Working data –
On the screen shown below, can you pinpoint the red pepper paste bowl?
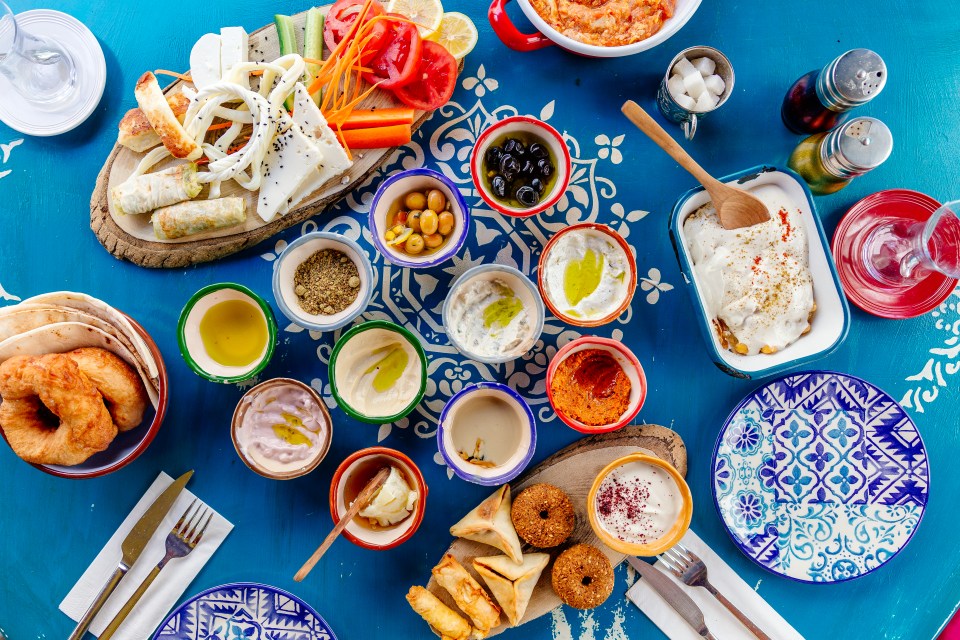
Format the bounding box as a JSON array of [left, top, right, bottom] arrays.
[[547, 336, 647, 433]]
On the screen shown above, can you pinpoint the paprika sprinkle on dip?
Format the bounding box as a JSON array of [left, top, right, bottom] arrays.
[[551, 349, 631, 427]]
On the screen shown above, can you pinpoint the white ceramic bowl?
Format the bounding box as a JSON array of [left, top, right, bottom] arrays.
[[441, 264, 546, 364], [273, 231, 373, 331], [670, 167, 850, 378]]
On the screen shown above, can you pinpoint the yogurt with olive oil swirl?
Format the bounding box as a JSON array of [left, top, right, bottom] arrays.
[[334, 328, 423, 418], [543, 229, 631, 322]]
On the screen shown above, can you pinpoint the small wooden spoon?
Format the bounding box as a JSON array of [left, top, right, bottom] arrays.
[[621, 100, 770, 229], [293, 467, 390, 582]]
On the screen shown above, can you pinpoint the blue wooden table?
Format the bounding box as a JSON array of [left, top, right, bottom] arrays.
[[0, 0, 960, 640]]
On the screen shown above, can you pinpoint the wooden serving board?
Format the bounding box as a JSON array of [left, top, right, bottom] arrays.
[[90, 5, 436, 268], [427, 424, 687, 636]]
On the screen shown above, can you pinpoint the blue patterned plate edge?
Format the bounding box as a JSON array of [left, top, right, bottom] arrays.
[[151, 582, 337, 640], [710, 370, 932, 584]]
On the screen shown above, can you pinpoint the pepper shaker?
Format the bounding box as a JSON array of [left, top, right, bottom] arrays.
[[787, 117, 893, 195], [780, 49, 887, 133]]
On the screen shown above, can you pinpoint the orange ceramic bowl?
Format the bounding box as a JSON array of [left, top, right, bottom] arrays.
[[330, 447, 427, 551], [537, 222, 637, 327], [587, 453, 693, 557], [547, 336, 647, 433]]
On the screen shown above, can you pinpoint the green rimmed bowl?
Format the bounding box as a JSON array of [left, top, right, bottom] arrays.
[[329, 320, 427, 424], [177, 282, 277, 384]]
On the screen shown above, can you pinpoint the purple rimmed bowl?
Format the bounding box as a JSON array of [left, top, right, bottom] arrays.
[[437, 382, 537, 486], [369, 168, 470, 269]]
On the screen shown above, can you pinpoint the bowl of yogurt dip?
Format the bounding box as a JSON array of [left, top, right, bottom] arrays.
[[230, 378, 333, 480], [442, 264, 546, 364], [547, 336, 647, 433], [539, 222, 637, 327], [329, 320, 427, 424], [587, 453, 693, 557], [437, 382, 537, 486], [330, 447, 427, 551]]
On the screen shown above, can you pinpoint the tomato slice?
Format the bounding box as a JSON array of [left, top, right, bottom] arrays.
[[363, 13, 423, 89], [393, 40, 457, 111], [323, 0, 389, 63]]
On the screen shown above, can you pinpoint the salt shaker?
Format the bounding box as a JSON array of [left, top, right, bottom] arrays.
[[780, 49, 887, 133], [787, 117, 893, 195]]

Written exercise – Copy out all of the material above word for word, leaving out the picture.

Solution to the problem –
On the screen shown below, can you pinpoint the red pepper paste bowl?
Format the bounding box as a JSON array of [left, top, right, bottom] arrays.
[[547, 336, 647, 433]]
On the screen shown above, can you pinpoint the paprika sprinkle on dip?
Format the bounding box as a JSON array of [left, top, right, bottom] arrays.
[[551, 349, 631, 427]]
On the screen shown above, can you pinpoint the white ceramic bowl?
Format the bounding box as a JSON array of [left, top, right, bottom] arrays.
[[441, 264, 546, 364], [273, 231, 373, 331], [670, 167, 850, 378]]
On the screen shown above, can you pinpoint the yogurt with olive oil swirl?
Format the bounding box as a JSON array of [left, top, right, bottom] arrays.
[[334, 328, 423, 418], [543, 229, 631, 322]]
On the screen shown above, can you pinpoint the small wooden spoon?
Format the bounding box as a JSON array of [left, top, right, bottom] arrays.
[[621, 100, 770, 229], [293, 467, 390, 582]]
On the screen shown above, can you pinpoint the blue wooden table?
Format the bounding box as a JSON array of [left, top, right, bottom] arrays.
[[0, 0, 960, 640]]
On the screen shown above, can you pinpoint the wooden serving board?
Format the bounding box as a JSON array of [left, top, right, bottom] arrays.
[[90, 5, 436, 268], [427, 424, 687, 636]]
On the screen shown above, can you pinpoint the blue patterned plate edge?
Format the bounding box as a JSON array of [left, top, right, bottom] arrays.
[[151, 582, 337, 640], [710, 370, 932, 584]]
On the screen shown above, can you pinpoint the pepper shaker?
Format the bounding box as a JSON array of [left, top, right, bottom] arrays.
[[787, 117, 893, 195], [780, 49, 887, 133]]
On the screen shown above, can you pinpoint the orange ceramic bowl?
Format the bounding box as a JSON array of [left, top, right, bottom] arrays.
[[330, 447, 427, 551], [537, 222, 637, 327], [587, 453, 693, 557], [547, 336, 647, 433]]
On the screen shown above, can you pinpoint the green rimmed bowl?
Format the bounding box as a JSON array of [left, top, right, bottom] arrays.
[[329, 320, 427, 424], [177, 282, 277, 384]]
On the screen shown above, can you pinpoint the purple rimmed bowl?
Format the bounding box as a JSON array of [left, top, right, bottom] arrays.
[[437, 382, 537, 486], [369, 168, 470, 269]]
On the screen shown above, can you pinpoint the bowl of yogurt dip?
Format the bounding box as a JSON array of [left, top, right, bottom] arrays.
[[230, 378, 333, 480], [442, 264, 546, 364], [547, 336, 647, 433], [539, 222, 637, 327], [329, 320, 427, 424], [587, 453, 693, 557], [437, 382, 537, 486], [330, 447, 427, 551]]
On the screen shown above, can you pinpoint the tomato slice?
Format the bounding box as a JSON array of [left, top, right, bottom] arrays.
[[363, 13, 423, 89], [393, 40, 457, 111], [323, 0, 389, 63]]
On the screen shown above, can you pinpoint the salt shaker?
Format the bounding box as a JSON array of [left, top, right, bottom] arrays.
[[780, 49, 887, 133], [787, 117, 893, 195]]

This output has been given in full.